==== Input records
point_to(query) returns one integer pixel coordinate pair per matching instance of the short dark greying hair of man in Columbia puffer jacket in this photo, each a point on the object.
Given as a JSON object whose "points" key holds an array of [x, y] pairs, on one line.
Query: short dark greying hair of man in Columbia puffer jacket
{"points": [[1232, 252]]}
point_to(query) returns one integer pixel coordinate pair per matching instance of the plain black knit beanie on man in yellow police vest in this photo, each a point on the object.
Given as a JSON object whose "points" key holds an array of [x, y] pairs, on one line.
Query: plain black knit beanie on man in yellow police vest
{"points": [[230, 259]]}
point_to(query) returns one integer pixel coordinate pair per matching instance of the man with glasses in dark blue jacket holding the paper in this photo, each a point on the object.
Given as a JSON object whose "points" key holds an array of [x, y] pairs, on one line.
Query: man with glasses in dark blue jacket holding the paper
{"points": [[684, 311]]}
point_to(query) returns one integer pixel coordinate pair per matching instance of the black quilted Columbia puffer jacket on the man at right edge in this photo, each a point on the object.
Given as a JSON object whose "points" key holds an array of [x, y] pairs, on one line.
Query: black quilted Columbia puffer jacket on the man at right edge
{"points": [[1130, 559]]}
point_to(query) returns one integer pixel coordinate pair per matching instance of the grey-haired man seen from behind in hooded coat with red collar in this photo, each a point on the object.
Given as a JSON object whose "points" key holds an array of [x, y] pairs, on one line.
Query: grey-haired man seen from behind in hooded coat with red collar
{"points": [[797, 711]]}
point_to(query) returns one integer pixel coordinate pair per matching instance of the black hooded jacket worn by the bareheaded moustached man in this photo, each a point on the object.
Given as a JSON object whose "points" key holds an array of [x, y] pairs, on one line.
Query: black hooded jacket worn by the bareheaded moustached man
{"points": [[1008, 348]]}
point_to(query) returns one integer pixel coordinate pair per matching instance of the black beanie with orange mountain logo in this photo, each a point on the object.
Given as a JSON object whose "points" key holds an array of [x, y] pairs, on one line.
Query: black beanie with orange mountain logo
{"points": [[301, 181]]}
========
§ **Description of the task**: From the listing above, repeat exactly the lines starting at the line that includes "Query: plain black" and ending at the line that includes "of the grey-haired", with nothing outside that span.

§ **Completed task**:
Query: plain black knit beanie on man in yellow police vest
{"points": [[230, 259]]}
point_to(query) returns one integer pixel coordinate pair per matching instance of the man with glasses in dark blue jacket holding the paper in this photo, each a point on the object.
Given as a JSON object whose "points" key holds an array of [x, y] pairs, on one line.
Query: man with glasses in dark blue jacket holding the paper
{"points": [[684, 311]]}
point_to(query) returns one integer pixel coordinate pair per matching instance of the black quilted Columbia puffer jacket on the man at right edge in this photo, each a point on the object.
Given as a JSON object whose "points" key holds an array of [x, y] pairs, on one line.
Query: black quilted Columbia puffer jacket on the man at right edge
{"points": [[1130, 559]]}
point_to(query) returns one integer pixel coordinate pair per matching instance of the grey-haired man seen from behind in hooded coat with red collar in this photo, each a point on the object.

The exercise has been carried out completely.